To do —
• A. Translate this sentence from the yacht crew recap into Spanish: "Ashton, perhaps the only member of the crew with a shred of maturity, should be bosun."
• B. In the yacht crew recap, reproduce the text from "Chandler then decides" up to and including "the crew mess.".

Selected passage —
While Caroline tells the guests all about her infected foot, Chandler gets mad at Rhylee for dragging a fender. Ashton says that he gets that Chandler dislikes Rhylee but that he shouldn’t let that cloud his judgement as bosun. Ashton, perhaps the only member of the crew with a shred of maturity, should be bosun.

Chandler then decides it’s time to unroll the slide, but tells Rhylee to take a break before they do so since she doesn’t know how to do it. Because Chandler fancies himself the Matt Damon in Good Will Hunting of inflatable slides: the only one who can solve the equation! Except successfully unrolling a slide is not tantamount to winning the Fields Medal, and he should have shown her how he likes the slide deployed instead of exiling her to the garbage bin serving as the crew mess.

After Caroline struggles to serve the guests tequila shots, Kate says she doesn’t care about Caroline’s foot or her feelings, that the boat is big, and she needs a third stew. Case in point: the primary naked in his room and ordering fruit smoothies, a request so urgent he couldn’t even throw some brocade décor over his junk. Kate struggles to make the shots, admitting they taste terrible along the way, but throws them on a tray with a giant napkin and a flower, and they end up looking like the kind of thing you’d happily spend $13 for on a beach in Miami.

Information given —
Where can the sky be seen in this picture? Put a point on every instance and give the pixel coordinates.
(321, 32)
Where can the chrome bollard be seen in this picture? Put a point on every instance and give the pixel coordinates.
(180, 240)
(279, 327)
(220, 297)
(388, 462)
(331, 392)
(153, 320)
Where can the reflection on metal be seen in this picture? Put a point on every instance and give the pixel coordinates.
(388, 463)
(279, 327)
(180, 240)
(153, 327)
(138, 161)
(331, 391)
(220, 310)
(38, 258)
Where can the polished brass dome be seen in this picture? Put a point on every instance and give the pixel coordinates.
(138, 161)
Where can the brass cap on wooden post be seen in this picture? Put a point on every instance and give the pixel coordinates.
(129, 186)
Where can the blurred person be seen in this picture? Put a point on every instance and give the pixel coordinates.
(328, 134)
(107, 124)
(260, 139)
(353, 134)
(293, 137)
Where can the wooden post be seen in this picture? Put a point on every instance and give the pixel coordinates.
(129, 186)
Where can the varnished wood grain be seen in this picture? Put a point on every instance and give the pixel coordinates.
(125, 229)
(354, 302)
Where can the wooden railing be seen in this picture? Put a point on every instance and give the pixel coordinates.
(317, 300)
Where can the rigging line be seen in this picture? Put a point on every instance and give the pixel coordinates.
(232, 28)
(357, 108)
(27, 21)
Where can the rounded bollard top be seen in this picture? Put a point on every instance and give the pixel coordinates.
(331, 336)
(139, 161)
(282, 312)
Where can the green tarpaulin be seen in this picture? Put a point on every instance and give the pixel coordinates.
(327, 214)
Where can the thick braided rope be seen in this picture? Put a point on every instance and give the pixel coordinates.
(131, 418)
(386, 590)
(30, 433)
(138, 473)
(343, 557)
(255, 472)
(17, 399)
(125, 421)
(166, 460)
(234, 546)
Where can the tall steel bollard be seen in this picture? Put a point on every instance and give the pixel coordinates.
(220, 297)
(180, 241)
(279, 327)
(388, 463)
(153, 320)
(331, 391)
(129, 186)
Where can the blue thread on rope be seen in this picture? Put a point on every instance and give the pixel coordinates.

Task answers —
• A. Ashton, quizás el único miembro de la tripulación con una pizca de madurez, debería ser el contramaestre.

• B.
Chandler then decides it’s time to unroll the slide, but tells Rhylee to take a break before they do so since she doesn’t know how to do it. Because Chandler fancies himself the Matt Damon in Good Will Hunting of inflatable slides: the only one who can solve the equation! Except successfully unrolling a slide is not tantamount to winning the Fields Medal, and he should have shown her how he likes the slide deployed instead of exiling her to the garbage bin serving as the crew mess.